Выполните задания:
1 > Ответьте на вопросы по фрагменту о Чирино:
(a) Чего, по словам Чирино, не найти в Италии?
(b) На какой улице Милана рассказчик снова встретил Чирино через год?
(c) Какую роль сыграл Чирино и провалился?
2 > Перечислите все вещи, которые рассказчик отдал Чирино во фрагменте о Чирино.
3 > Выведите из фрагмента о Чирино весь текст начиная со слов "Сыграв последний спектакль, я" и до слов "экипажи, летит Чирино.".

Исходный текст:
====

– Да, – говорил он, – это все несложно, но в Италии не найдешь таких красок, и нет хороших париков, бород, усов!
Сыграв последний спектакль, я позвал Чирино и сказал:
– Милый друг, вот тебе парик, борода и усы для Бориса, вот тебе мои краски! Я с удовольствием подарил бы тебе и голову мою, но она необходима мне!
Он был очень тронут, очень благодарил меня. Через год я снова был в Милане и однажды, идя по корсо Виктора Эммануила, вдруг увидал, что через улицу, останавливая лошадей, натыкаясь на экипажи, летит Чирино.
– Бон жиорно, амико Шаляпин! – вскричал он и горячо расцеловался со мною, к удивлению публики.
– Почему такая экзальтация? – спросил я, когда он несколько успокоился.
– Почему? – кричал он. – А потому, что я понял, какой ты артист! Я играл Бориса и – провалился! Сам знаю, что играл ужасно! Все, что казалось мне таким легким у тебя, представляет непобедимые трудности. Грим, парики, – ах, все это чепуха. Я рад сказать и должен сказать, что ты – артист!

====

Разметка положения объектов
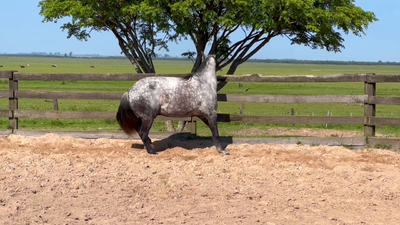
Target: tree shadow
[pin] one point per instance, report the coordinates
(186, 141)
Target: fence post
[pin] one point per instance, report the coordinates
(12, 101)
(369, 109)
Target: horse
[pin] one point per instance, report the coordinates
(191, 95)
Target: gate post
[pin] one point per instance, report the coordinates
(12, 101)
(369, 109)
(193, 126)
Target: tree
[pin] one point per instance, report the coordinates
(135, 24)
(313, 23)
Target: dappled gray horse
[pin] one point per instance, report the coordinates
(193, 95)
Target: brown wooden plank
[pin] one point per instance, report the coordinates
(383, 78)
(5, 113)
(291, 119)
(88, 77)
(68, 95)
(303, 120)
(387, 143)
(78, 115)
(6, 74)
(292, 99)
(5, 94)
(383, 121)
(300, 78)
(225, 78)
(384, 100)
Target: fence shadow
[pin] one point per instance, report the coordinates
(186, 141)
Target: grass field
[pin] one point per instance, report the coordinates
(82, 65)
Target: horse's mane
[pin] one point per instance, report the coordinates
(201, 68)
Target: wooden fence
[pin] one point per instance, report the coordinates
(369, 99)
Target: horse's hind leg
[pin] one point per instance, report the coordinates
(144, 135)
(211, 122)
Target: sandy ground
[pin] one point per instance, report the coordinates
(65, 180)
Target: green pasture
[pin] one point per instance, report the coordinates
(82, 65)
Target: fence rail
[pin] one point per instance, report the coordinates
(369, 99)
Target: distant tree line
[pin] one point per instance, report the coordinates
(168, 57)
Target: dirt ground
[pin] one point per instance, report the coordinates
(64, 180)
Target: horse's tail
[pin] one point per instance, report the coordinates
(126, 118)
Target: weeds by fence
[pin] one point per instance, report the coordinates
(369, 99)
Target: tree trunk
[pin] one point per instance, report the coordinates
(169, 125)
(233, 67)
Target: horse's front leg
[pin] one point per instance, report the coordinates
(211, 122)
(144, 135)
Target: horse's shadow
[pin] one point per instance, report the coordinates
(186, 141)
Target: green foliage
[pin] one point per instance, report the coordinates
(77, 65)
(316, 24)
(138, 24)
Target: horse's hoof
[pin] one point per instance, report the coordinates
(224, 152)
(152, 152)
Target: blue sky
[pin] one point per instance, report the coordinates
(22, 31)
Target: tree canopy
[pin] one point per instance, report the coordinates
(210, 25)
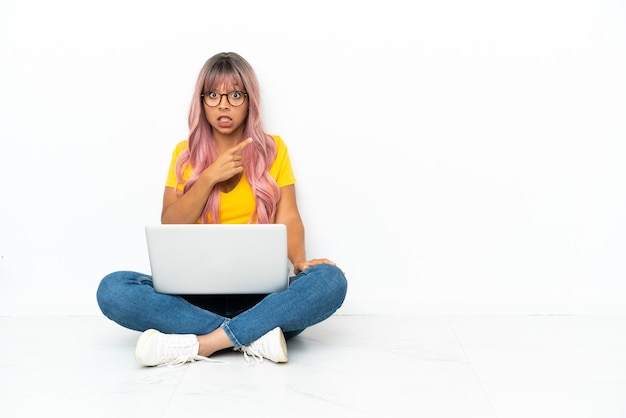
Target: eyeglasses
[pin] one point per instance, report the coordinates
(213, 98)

====

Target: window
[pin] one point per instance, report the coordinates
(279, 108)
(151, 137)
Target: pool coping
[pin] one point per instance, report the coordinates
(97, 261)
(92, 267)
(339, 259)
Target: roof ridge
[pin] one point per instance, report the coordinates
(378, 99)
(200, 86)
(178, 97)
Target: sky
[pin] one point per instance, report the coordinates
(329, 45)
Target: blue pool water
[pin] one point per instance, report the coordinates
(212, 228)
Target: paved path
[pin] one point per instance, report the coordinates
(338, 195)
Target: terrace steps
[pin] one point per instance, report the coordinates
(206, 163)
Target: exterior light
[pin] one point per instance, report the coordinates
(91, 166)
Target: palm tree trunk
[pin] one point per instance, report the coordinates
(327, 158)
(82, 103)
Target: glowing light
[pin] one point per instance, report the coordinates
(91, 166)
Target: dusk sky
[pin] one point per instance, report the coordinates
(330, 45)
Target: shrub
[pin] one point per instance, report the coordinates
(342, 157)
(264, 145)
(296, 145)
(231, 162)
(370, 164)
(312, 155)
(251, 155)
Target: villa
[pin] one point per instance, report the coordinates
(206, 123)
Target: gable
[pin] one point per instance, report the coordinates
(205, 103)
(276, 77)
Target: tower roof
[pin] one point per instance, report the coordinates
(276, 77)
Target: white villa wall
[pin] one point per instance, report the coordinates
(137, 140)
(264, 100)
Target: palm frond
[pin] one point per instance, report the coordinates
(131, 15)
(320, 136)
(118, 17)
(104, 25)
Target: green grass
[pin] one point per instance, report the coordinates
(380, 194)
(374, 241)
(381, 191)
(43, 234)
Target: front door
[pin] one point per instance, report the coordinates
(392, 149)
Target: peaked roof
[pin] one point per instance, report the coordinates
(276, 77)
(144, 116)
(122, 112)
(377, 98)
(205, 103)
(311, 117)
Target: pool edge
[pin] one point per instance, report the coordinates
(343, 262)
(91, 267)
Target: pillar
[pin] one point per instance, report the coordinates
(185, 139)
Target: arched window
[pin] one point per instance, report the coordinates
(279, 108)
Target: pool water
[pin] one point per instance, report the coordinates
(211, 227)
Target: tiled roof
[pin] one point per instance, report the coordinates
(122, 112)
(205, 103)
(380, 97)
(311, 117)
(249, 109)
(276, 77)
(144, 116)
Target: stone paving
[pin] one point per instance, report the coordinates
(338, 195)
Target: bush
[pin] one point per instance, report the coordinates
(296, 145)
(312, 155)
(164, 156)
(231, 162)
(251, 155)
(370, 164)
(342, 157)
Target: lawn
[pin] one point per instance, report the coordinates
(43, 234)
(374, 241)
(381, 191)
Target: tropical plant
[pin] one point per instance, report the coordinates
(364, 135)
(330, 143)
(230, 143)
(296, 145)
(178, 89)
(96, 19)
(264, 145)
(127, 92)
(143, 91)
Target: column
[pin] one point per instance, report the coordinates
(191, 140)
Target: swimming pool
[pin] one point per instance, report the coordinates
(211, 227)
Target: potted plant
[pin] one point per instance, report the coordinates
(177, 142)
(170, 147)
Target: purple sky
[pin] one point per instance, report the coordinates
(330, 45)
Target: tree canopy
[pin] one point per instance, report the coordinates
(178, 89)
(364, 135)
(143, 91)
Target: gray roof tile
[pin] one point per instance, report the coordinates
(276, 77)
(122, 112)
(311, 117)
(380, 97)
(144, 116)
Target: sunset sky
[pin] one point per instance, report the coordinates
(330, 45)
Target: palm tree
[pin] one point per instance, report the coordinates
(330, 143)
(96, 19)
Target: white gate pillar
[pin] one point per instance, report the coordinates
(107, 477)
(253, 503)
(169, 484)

====

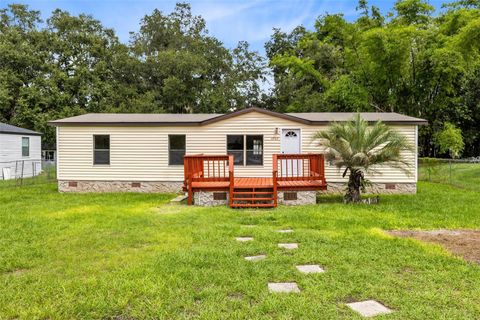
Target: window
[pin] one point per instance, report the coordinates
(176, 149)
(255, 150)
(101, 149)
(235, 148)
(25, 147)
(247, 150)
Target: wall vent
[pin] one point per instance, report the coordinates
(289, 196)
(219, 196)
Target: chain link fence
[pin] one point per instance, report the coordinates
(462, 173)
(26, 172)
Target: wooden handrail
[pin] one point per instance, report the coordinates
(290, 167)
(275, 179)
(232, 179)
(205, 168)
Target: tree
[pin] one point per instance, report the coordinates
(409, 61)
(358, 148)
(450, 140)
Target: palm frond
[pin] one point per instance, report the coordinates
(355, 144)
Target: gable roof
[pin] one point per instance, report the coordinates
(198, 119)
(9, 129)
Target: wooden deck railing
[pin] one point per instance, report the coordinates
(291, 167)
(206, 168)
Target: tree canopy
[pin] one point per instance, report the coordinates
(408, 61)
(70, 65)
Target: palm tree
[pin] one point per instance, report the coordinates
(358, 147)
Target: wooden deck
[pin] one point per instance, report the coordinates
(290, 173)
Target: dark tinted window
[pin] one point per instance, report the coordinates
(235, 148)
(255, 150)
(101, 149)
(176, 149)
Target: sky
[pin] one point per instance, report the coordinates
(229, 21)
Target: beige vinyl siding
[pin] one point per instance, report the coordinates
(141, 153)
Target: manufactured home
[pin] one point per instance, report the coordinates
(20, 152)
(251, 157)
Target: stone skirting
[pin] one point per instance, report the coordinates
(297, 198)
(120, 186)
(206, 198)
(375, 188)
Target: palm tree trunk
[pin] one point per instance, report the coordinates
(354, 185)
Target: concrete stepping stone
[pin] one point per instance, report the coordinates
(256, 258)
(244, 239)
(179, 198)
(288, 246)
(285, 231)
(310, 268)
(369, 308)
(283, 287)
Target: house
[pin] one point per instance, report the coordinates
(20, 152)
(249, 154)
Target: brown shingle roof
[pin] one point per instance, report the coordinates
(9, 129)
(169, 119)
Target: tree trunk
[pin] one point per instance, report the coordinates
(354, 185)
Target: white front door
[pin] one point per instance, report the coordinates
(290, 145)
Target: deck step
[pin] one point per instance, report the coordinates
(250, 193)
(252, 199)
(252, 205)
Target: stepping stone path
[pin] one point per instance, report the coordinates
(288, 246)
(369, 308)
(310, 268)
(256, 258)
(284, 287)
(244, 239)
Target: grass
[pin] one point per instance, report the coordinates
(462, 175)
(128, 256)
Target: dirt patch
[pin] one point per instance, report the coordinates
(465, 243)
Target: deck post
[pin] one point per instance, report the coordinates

====

Ответы на задания:
1 >
(a) Таких красок, хороших париков, бород и усов.
(b) На корсо Виктора Эммануила.
(c) Роль Бориса.

2 > Парик, борода, усы, краски.

3 >
Сыграв последний спектакль, я позвал Чирино и сказал:
– Милый друг, вот тебе парик, борода и усы для Бориса, вот тебе мои краски! Я с удовольствием подарил бы тебе и голову мою, но она необходима мне!
Он был очень тронут, очень благодарил меня. Через год я снова был в Милане и однажды, идя по корсо Виктора Эммануила, вдруг увидал, что через улицу, останавливая лошадей, натыкаясь на экипажи, летит Чирино.